• Rapid COVID-19 AI Test Predicts Well against PCR Swab Results
    Dr Andrew Soltan

News & Views

Rapid COVID-19 AI Test Predicts Well against PCR Swab Results

A screening test conducted on patients arriving at the Emergency departments of the John Radcliffe Hospital in Oxford and the Horton General Hospital in Banbury has been found to accurately predict the COVID-19 status of 92.3% of patients within the first hour of coming to hospital.  Using data from clinical information routinely available (blood tests and vital signs),  the two-week CURIAL study(1) found  the Artificial Intelligence test correctly ruled-out COVID-19 97.6% of the time when compared against results of PCR laboratory swab testing, which typically takes 24 hours.

An infectious disease research team led by Dr Andrew Soltan, an NIHR Academic Clinical Fellow (Cardiology) at the John Radcliffe Hospital, joined fellow experts at the AI for Healthcare lab of Professor David Clifton, within Oxford’s Institute of Biomedical Engineering and also Professor David Eyre of the Oxford Big Data Institute to develop the test which was initiated in March. 

Dr Soltan, also a researcher at Oxford University’s Radcliffe Department of Medicine, said: ‘Every day around 350 people come to our Emergency Departments in the John Radcliffe Hospital in Oxford and the Horton General Hospital in Banbury, yet only a small number will be ill with COVID-19. The CURIAL AI test offers clinical teams the potential to rapidly and confidently rule-out a diagnosis of COVID-19 for a large majority of the patients who do not have the infection, while identifying patients at higher risk of testing positive. The higher-risk patients can then be cared for in clinical areas with additional infection-control precautions while swab test results are awaited.’

‘The turnaround time for COVID-19 swabs has come down since the start of the pandemic. However, until we have confirmation that patients are negative we must take additional precautions for patients with coronavirus symptoms, which are very common as we head in to winter. Patients screened by the AI test as low-risk could benefit from reduced delays to their care if we know sooner that they do not have COVID-19. A strength of our AI test is that it fits within the existing clinical care pathway and works with existing lab equipment. This means scaling it up will be relatively fast and cheap,’ he added.

*Parts of the exercise*:
1. Determine whether each of the following statements agrees with the news item on the rapid COVID-19 AI test: (a) the AI test correctly ruled out COVID-19 97.6% of the time when compared with PCR swab results; (b) the CURIAL study lasted four weeks; (c) the AI test requires new laboratory equipment. For each, answer yes or no and quote the words of the news item that decide it.
2. Reproduce verbatim the portion of the news item on the rapid COVID-19 AI test starting with "A screening test" and going on through "takes 24 hours.".

*Provided data*:
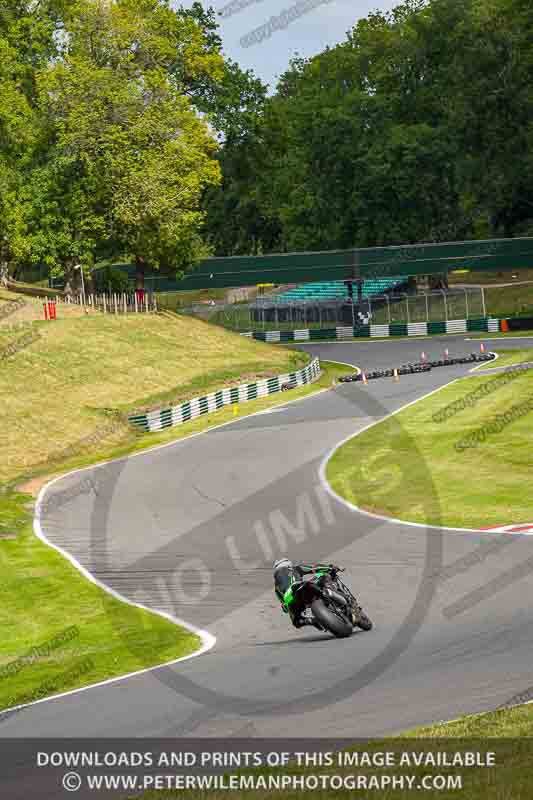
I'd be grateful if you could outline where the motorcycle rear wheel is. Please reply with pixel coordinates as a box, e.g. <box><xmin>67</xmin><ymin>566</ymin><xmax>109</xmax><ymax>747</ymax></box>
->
<box><xmin>355</xmin><ymin>611</ymin><xmax>373</xmax><ymax>631</ymax></box>
<box><xmin>311</xmin><ymin>598</ymin><xmax>353</xmax><ymax>639</ymax></box>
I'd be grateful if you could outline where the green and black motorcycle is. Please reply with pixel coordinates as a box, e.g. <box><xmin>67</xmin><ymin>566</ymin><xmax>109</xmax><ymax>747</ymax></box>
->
<box><xmin>283</xmin><ymin>564</ymin><xmax>372</xmax><ymax>639</ymax></box>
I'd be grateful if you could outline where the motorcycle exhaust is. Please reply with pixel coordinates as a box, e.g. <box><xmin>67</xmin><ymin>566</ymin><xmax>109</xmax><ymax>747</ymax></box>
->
<box><xmin>324</xmin><ymin>589</ymin><xmax>348</xmax><ymax>608</ymax></box>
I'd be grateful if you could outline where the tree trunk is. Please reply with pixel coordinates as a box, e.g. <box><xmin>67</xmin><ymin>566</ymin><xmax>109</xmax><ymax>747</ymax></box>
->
<box><xmin>135</xmin><ymin>256</ymin><xmax>146</xmax><ymax>289</ymax></box>
<box><xmin>0</xmin><ymin>261</ymin><xmax>8</xmax><ymax>289</ymax></box>
<box><xmin>63</xmin><ymin>258</ymin><xmax>75</xmax><ymax>297</ymax></box>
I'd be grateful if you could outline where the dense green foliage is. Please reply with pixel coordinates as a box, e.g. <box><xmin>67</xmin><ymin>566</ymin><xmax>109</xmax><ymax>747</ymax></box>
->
<box><xmin>206</xmin><ymin>0</ymin><xmax>533</xmax><ymax>255</ymax></box>
<box><xmin>0</xmin><ymin>0</ymin><xmax>260</xmax><ymax>286</ymax></box>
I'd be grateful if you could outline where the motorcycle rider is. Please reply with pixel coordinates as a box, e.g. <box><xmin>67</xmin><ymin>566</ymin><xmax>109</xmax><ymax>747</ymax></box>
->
<box><xmin>273</xmin><ymin>558</ymin><xmax>329</xmax><ymax>630</ymax></box>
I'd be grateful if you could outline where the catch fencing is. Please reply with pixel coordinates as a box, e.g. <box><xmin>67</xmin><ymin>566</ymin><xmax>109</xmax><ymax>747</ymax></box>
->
<box><xmin>181</xmin><ymin>287</ymin><xmax>487</xmax><ymax>332</ymax></box>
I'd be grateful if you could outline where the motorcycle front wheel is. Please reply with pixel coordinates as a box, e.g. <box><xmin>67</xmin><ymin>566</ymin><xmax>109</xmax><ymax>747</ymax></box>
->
<box><xmin>311</xmin><ymin>598</ymin><xmax>353</xmax><ymax>639</ymax></box>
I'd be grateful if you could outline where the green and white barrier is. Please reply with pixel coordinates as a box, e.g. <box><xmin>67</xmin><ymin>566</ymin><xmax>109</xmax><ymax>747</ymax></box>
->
<box><xmin>241</xmin><ymin>317</ymin><xmax>500</xmax><ymax>342</ymax></box>
<box><xmin>128</xmin><ymin>358</ymin><xmax>320</xmax><ymax>432</ymax></box>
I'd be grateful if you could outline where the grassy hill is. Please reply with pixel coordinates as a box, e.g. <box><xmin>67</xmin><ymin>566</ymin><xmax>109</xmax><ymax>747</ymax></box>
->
<box><xmin>0</xmin><ymin>309</ymin><xmax>307</xmax><ymax>484</ymax></box>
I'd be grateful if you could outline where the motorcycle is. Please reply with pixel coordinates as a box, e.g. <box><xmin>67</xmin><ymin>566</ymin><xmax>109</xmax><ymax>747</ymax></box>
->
<box><xmin>291</xmin><ymin>564</ymin><xmax>372</xmax><ymax>639</ymax></box>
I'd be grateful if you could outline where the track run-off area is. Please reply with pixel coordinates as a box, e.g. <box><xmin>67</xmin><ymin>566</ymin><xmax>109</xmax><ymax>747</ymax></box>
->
<box><xmin>0</xmin><ymin>335</ymin><xmax>533</xmax><ymax>738</ymax></box>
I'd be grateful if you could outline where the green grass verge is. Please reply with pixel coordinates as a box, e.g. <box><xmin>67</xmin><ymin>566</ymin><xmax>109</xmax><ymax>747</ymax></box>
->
<box><xmin>327</xmin><ymin>360</ymin><xmax>533</xmax><ymax>528</ymax></box>
<box><xmin>480</xmin><ymin>347</ymin><xmax>533</xmax><ymax>371</ymax></box>
<box><xmin>0</xmin><ymin>314</ymin><xmax>308</xmax><ymax>484</ymax></box>
<box><xmin>0</xmin><ymin>363</ymin><xmax>344</xmax><ymax>709</ymax></box>
<box><xmin>0</xmin><ymin>492</ymin><xmax>200</xmax><ymax>709</ymax></box>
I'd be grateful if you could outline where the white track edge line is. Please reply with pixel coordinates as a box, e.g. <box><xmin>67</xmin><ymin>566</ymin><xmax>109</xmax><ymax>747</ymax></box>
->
<box><xmin>0</xmin><ymin>366</ymin><xmax>332</xmax><ymax>721</ymax></box>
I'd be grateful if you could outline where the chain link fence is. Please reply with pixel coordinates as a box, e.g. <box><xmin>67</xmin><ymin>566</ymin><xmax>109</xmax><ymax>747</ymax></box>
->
<box><xmin>181</xmin><ymin>287</ymin><xmax>487</xmax><ymax>332</ymax></box>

*Responses by task*:
1.
(a) Yes: "the Artificial Intelligence test correctly ruled-out COVID-19 97.6% of the time when compared against results of PCR laboratory swab testing"
(b) No: "the two-week CURIAL study"
(c) No: "works with existing lab equipment"

2.
A screening test conducted on patients arriving at the Emergency departments of the John Radcliffe Hospital in Oxford and the Horton General Hospital in Banbury has been found to accurately predict the COVID-19 status of 92.3% of patients within the first hour of coming to hospital.  Using data from clinical information routinely available (blood tests and vital signs),  the two-week CURIAL study(1) found  the Artificial Intelligence test correctly ruled-out COVID-19 97.6% of the time when compared against results of PCR laboratory swab testing, which typically takes 24 hours.